▶ [Exercise prompt] Beginning with the line that contains "Target: blue climbing helmet", extract each line through the end of the listing below, with no additions or omissions.
#####
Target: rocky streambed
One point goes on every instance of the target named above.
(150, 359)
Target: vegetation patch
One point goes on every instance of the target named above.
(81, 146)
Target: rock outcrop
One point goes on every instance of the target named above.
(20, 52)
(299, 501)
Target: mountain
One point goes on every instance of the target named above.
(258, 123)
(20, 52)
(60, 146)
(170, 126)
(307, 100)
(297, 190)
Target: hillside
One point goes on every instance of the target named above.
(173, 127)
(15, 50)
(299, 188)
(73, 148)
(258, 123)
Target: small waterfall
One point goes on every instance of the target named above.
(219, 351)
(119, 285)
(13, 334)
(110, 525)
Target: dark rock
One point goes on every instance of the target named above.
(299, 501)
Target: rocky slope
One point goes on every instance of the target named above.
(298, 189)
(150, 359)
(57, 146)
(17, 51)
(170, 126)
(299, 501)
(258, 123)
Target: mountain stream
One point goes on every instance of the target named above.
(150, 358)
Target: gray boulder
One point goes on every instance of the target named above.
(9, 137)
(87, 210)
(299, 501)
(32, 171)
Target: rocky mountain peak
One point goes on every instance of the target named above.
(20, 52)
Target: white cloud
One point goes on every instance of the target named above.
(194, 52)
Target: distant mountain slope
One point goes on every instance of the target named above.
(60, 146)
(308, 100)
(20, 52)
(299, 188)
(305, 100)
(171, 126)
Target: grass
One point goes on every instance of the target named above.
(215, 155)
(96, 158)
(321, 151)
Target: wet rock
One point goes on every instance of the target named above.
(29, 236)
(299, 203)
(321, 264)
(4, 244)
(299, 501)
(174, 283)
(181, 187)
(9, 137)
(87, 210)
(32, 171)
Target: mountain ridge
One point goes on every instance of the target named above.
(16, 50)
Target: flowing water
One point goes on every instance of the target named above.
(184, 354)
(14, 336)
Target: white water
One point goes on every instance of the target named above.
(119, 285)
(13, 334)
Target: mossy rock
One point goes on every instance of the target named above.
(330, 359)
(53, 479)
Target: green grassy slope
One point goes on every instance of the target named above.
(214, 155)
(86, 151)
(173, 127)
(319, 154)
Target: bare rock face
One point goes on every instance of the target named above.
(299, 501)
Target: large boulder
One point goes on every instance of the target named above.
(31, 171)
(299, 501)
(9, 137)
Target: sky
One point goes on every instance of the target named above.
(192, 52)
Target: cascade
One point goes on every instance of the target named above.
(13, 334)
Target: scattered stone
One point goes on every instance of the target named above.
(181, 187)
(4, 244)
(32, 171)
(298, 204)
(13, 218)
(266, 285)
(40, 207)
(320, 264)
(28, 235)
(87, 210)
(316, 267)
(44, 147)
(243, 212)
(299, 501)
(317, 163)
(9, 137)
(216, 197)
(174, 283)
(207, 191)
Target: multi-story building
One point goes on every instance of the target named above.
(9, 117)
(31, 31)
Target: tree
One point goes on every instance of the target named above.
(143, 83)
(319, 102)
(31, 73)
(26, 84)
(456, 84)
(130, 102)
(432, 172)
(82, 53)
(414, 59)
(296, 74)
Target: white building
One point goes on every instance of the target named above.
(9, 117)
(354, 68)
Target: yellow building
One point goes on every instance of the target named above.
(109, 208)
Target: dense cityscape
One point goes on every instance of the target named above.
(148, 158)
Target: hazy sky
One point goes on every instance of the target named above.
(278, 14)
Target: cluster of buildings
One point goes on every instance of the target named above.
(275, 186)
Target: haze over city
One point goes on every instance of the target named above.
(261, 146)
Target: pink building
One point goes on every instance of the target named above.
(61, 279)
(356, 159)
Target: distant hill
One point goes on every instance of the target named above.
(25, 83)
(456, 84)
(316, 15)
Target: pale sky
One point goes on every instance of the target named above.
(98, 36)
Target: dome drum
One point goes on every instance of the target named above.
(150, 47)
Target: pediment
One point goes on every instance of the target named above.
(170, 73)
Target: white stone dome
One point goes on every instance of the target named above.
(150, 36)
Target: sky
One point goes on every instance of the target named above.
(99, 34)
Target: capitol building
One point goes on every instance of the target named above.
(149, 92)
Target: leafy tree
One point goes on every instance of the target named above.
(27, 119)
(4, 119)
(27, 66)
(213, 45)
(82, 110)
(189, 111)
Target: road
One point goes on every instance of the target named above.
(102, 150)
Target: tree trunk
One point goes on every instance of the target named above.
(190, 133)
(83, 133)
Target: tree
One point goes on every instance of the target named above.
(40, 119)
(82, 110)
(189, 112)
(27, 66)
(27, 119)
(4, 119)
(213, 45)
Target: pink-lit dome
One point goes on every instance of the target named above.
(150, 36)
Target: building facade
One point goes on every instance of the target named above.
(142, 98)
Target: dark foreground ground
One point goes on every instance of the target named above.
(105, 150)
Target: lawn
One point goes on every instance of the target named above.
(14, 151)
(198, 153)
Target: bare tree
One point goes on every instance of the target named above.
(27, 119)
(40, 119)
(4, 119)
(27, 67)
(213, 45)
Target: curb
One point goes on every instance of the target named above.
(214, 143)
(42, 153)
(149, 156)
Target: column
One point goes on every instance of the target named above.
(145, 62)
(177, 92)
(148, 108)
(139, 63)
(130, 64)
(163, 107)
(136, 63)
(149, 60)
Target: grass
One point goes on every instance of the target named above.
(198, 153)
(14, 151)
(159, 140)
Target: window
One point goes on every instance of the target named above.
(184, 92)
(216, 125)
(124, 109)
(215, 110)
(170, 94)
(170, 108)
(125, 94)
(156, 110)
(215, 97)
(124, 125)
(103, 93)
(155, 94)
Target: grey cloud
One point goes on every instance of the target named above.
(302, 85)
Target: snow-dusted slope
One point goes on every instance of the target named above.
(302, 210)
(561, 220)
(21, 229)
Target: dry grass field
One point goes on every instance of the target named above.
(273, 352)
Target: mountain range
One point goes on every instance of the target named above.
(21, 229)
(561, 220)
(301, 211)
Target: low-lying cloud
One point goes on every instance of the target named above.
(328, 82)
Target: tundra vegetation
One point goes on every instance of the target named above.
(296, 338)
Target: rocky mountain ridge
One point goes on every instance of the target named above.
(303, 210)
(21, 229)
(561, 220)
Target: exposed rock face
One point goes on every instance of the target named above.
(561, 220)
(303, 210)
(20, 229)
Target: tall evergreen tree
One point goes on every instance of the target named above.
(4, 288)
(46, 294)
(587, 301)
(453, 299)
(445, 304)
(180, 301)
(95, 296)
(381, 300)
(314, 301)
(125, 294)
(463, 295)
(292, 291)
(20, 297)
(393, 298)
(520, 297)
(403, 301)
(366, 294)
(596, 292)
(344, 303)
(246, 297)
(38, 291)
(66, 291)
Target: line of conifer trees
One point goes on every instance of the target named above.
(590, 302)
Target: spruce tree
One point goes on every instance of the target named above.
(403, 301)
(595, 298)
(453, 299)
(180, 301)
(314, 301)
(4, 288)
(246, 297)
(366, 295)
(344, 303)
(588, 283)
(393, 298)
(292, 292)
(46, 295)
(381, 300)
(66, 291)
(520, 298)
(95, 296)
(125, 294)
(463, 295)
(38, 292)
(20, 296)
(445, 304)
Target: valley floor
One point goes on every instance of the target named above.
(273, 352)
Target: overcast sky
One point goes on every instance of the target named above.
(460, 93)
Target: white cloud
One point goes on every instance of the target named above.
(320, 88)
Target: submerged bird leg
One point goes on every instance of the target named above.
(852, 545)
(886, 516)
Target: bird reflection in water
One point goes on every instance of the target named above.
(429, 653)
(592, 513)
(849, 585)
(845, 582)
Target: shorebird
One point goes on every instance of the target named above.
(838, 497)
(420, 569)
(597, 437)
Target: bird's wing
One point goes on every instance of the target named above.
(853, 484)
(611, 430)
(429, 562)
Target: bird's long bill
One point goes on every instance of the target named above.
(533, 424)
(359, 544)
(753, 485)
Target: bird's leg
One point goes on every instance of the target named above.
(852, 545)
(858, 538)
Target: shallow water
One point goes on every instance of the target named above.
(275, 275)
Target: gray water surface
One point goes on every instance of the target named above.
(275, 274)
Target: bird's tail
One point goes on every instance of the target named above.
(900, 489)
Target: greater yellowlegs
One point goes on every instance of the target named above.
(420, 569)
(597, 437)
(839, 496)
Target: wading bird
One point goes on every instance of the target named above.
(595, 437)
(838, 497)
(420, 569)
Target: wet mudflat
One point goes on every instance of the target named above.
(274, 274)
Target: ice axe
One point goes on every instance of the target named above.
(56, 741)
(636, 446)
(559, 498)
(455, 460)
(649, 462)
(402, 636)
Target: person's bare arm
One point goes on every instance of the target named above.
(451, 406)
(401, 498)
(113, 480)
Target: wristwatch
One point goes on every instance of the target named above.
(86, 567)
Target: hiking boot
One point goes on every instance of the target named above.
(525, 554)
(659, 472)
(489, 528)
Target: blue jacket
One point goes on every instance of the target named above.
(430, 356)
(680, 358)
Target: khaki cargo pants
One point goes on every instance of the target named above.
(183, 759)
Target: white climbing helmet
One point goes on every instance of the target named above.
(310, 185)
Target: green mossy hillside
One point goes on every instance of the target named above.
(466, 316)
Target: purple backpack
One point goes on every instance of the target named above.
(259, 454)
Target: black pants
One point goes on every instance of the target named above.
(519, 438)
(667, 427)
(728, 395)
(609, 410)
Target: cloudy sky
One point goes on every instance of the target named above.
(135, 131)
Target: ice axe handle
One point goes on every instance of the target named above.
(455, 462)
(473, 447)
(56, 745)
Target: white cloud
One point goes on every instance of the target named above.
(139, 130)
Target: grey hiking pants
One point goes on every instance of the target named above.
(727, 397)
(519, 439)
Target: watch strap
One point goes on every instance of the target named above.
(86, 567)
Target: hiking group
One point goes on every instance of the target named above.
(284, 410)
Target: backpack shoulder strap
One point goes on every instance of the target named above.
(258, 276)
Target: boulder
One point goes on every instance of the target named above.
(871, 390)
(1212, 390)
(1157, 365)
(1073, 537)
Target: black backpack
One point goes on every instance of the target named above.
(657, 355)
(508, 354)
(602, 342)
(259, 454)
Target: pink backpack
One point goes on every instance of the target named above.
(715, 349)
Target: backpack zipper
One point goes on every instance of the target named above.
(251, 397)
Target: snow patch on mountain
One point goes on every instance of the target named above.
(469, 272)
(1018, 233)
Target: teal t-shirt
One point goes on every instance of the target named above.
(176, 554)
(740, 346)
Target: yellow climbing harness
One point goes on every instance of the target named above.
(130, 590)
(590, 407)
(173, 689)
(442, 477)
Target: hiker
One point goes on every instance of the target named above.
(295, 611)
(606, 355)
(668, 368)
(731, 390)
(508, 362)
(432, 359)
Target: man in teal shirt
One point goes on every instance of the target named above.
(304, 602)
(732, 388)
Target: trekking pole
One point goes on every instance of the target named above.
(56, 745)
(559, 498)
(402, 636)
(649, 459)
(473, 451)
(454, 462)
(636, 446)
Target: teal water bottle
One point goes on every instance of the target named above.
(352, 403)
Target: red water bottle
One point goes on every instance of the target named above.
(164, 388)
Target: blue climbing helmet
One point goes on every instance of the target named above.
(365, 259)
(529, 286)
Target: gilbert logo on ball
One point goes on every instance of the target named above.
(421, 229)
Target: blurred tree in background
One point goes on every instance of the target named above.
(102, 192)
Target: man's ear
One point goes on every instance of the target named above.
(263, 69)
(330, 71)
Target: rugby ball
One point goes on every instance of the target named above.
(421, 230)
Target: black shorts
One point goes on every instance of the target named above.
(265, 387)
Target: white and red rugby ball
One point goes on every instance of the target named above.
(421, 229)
#####
▶ [Task solution]
Target: blue climbing helmet
One point goes on every instance of the target named above.
(365, 259)
(529, 286)
Target: gilbert logo on ball
One point goes on every instance of the target named above.
(421, 229)
Target: blurred tree in background
One point goes on every instance of the target named above.
(102, 192)
Target: man's ear
One point goes on every instance of the target named above.
(263, 69)
(330, 71)
Target: rugby ball
One point goes on every instance of the target named above.
(421, 230)
Target: black shorts
One point goes on every instance of the target named above.
(265, 387)
Target: white and red rugby ball
One point goes on every instance of the target named above.
(421, 229)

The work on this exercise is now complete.